▶ Supplied data:
---

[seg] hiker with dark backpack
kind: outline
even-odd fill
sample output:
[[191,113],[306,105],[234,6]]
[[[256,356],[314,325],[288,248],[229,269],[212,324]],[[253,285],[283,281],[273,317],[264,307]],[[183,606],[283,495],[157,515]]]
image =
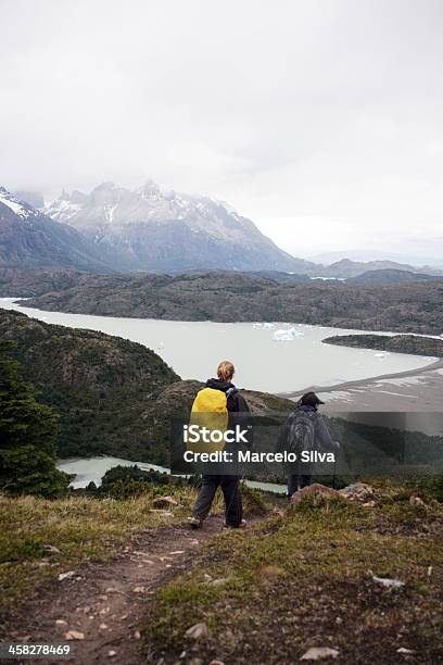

---

▶ What is expected: Turn every line of the rows above into a numbered list, skipping any blank lines and leaving the pictures out.

▶ Written reply:
1. [seg] hiker with dark backpack
2. kind: outline
3. even-odd fill
4. sample output:
5. [[191,113],[306,105],[234,6]]
6. [[[256,356],[314,325],[288,248],[229,269],[212,324]],[[253,285],[283,281],[273,317],[264,307]],[[183,606],[283,495],[157,515]]]
7. image =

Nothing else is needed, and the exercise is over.